Your instructions
Make an exact copy of the listing below.

═══ Material shown

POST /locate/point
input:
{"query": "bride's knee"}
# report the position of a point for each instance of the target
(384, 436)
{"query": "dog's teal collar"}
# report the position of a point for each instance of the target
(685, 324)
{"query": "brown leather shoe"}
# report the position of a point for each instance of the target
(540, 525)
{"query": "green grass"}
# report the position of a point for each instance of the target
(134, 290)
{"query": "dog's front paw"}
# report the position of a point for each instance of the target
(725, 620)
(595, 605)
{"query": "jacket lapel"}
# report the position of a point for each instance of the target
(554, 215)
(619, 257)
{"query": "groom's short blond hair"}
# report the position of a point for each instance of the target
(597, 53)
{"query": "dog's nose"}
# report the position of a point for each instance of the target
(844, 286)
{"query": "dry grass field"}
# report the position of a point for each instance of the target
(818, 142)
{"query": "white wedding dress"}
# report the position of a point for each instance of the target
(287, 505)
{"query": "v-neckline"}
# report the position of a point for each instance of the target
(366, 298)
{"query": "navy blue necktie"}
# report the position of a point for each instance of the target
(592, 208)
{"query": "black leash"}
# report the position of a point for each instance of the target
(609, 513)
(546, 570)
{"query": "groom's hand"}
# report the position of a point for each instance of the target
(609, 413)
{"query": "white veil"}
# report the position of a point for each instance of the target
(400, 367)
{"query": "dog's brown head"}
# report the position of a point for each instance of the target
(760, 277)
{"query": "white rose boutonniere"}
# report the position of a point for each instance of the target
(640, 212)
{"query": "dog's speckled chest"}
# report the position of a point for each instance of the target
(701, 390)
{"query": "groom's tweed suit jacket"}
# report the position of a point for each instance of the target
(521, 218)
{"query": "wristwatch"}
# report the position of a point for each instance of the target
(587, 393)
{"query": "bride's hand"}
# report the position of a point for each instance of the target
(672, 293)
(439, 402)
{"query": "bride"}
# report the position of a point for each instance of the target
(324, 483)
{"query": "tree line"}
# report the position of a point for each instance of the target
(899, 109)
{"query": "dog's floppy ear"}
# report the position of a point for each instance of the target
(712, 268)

══════

Solution for this problem
POST /locate/point
input:
{"query": "bride's knee"}
# report the position of a point for each instance of the target
(384, 436)
{"query": "dog's teal collar"}
# report the position of a point for each instance of the target
(685, 324)
{"query": "brown leather shoe"}
# report the position of a point for each instance of the target
(540, 525)
{"query": "green grass"}
# report the position of a point for each instance of the target
(134, 290)
{"query": "dog's front paw"}
# report the position of a point for each instance of the target
(725, 620)
(595, 605)
{"query": "jacket lapel"}
# report the position of a point for each instance of the target
(554, 215)
(619, 257)
{"query": "groom's short blond hair"}
# report the position of a point for each instance of the target
(597, 53)
{"query": "dog's nose"}
# report the position of a point for each instance of the target
(844, 286)
{"query": "dry grass field"}
# report the position of a point for each instance of the target
(818, 142)
{"query": "white wedding dress"}
# report the position of a point for each instance of the target
(287, 505)
{"query": "v-neckline"}
# report the position of a point for each instance of the target
(366, 298)
{"query": "navy blue necktie"}
# report the position of a point for each instance of the target
(592, 208)
{"query": "black leash"}
# report the position of a point for each instance of the target
(609, 513)
(546, 570)
{"query": "groom's hand"}
# report the position of a point for each instance of the target
(609, 413)
{"query": "white veil"}
# report the position of a point for each instance of the target
(400, 367)
{"query": "dog's brown head"}
# report the position of a point for each instance of the target
(760, 277)
{"query": "white rose boutonniere"}
# report the position of a point for each instance of the target
(640, 212)
{"query": "dog's speckled chest"}
# report the position of a point for each instance of the target
(701, 390)
{"query": "groom's tweed suit jacket"}
# report the position of a point for each instance of the target
(521, 218)
{"query": "wristwatch"}
# report the position of a point for each instance of the target
(587, 393)
{"query": "bride's hand"}
# report the position of a point for each instance of the target
(672, 293)
(439, 402)
{"query": "bride"}
# report the position of a point for each instance of the target
(324, 483)
{"query": "tree line"}
# report the position of a point for each instance of the target
(899, 109)
{"query": "dog's floppy ear"}
# report the position of a point for each instance of the target
(712, 268)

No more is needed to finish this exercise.